Real-Time IoT Data Processing with Kafka and PySpark
PySparkKafkaMongoDBData Engineering
Real-Time IoT Data Processing with Kafka and PySpark
Overview
IoT systems generate massive amounts of data that need to be processed in real-time. This project implements a complete data pipeline from sensor ingestion to visualization.
Architecture
IoT Sensors → Kafka → PySpark → MongoDB → Visualization
Components
- IoT Sensors: Multiple data sources publishing sensor readings
- Kafka: Message broker for pub/sub streaming
- PySpark: Stream processing with custom UDFs
- MongoDB: Data warehouse with change streams
- Matplotlib: Dynamic visualizations
Kafka Setup
Topic Design
from kafka.admin import KafkaAdminClient, NewTopic
admin_client = KafkaAdminClient(
bootstrap_servers='localhost:9092',
client_id='iot-pipeline'
)
topics = [
NewTopic(
name='sensor-raw',
num_partitions=3,
replication_factor=1
),
NewTopic(
name='sensor-processed',
num_partitions=3,
replication_factor=1
)
]
admin_client.create_topics(new_topics=topics)
Producer (Sensor Simulator)
from kafka import KafkaProducer
import json
import random
from datetime import datetime
producer = KafkaProducer(
bootstrap_servers='localhost:9092',
value_serializer=lambda v: json.dumps(v).encode('utf-8')

**Supplied information**

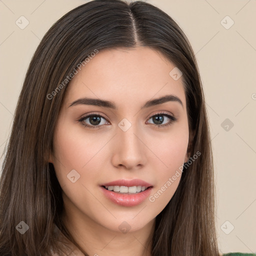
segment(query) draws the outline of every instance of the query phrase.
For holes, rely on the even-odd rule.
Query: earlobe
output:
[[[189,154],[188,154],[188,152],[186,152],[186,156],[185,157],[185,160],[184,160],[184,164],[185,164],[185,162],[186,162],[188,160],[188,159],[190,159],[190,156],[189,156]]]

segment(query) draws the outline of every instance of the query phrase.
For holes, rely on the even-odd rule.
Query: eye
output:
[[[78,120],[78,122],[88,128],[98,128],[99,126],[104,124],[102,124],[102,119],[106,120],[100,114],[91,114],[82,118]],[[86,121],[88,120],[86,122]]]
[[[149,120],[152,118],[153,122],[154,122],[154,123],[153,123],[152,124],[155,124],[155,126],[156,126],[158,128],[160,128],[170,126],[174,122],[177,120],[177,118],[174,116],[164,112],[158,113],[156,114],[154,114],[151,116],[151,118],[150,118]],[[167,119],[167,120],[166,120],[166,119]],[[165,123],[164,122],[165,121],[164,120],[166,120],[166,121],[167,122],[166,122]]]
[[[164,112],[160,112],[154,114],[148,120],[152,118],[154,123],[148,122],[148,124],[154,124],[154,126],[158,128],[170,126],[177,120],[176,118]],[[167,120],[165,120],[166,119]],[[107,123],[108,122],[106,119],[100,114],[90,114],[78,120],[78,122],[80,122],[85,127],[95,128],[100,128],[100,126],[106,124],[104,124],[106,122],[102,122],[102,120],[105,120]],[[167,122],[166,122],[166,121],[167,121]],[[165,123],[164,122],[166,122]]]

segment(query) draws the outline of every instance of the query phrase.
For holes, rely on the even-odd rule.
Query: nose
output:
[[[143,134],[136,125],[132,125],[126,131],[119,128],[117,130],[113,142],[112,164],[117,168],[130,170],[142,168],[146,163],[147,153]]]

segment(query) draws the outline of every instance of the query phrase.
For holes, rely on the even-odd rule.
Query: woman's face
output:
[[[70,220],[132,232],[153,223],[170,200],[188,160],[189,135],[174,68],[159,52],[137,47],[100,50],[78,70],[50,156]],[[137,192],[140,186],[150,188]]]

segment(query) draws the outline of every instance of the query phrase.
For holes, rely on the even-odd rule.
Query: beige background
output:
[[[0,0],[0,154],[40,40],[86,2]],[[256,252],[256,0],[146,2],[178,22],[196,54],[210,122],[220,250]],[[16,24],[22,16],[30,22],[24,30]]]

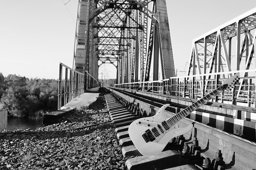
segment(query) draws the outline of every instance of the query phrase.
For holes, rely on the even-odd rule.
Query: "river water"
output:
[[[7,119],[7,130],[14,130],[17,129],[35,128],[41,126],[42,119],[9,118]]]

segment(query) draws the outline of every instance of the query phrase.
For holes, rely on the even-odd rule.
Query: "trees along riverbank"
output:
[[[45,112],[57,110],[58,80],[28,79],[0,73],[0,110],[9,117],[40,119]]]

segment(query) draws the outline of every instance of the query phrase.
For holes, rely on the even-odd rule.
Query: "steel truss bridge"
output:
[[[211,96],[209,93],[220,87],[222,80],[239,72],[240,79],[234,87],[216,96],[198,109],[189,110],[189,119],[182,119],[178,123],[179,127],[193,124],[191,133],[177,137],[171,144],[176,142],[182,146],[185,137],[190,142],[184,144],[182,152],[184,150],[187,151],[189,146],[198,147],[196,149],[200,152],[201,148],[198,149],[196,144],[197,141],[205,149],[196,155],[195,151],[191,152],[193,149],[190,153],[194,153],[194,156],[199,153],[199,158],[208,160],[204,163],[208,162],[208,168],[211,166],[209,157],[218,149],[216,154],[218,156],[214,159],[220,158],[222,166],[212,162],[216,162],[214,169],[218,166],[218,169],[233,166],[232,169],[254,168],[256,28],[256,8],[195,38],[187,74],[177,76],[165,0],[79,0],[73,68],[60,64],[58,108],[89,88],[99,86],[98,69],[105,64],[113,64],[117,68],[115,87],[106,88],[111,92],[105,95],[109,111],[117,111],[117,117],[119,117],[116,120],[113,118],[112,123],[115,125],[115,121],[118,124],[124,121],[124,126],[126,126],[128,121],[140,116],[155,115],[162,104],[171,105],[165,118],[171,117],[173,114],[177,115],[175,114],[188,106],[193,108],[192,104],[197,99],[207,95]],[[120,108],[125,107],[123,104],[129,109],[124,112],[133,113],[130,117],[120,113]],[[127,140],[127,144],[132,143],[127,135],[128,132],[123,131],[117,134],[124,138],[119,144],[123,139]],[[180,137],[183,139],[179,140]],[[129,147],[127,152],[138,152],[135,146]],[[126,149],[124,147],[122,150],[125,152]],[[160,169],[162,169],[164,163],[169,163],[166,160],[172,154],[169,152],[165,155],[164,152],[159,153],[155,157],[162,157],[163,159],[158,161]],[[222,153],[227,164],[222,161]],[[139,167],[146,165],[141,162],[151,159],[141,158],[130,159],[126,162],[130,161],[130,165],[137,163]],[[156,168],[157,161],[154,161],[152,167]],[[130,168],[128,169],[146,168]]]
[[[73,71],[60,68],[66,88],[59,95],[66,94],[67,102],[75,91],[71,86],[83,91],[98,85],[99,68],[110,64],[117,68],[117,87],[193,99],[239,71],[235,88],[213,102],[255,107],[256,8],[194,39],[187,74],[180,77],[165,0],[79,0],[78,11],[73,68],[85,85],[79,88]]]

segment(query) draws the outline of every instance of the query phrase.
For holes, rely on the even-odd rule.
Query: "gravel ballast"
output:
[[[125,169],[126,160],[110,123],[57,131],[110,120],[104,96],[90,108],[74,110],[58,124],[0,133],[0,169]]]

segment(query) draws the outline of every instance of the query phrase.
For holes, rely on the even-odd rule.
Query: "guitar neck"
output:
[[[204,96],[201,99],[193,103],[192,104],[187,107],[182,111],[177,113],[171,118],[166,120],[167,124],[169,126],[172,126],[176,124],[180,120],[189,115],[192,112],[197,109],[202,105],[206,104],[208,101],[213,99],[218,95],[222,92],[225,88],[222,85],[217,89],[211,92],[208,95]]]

**Given request**
Name each component listed under the "Components" heading in the Kafka and PySpark pipeline text.

**Answer**
IoT Sensors, Kafka, PySpark, MongoDB, Matplotlib